**Problem requirements:** Wherever pictures occur in the entries below, leave them out and retype the rest exactly.

[Opening Data provided section]

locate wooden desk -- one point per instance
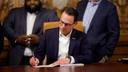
(86, 68)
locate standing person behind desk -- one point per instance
(63, 45)
(23, 28)
(101, 26)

[Closing Data provided section]

**Response:**
locate wooden desk -- one point per instance
(86, 68)
locate standing person behind desk -- one point per instance
(63, 45)
(23, 28)
(101, 26)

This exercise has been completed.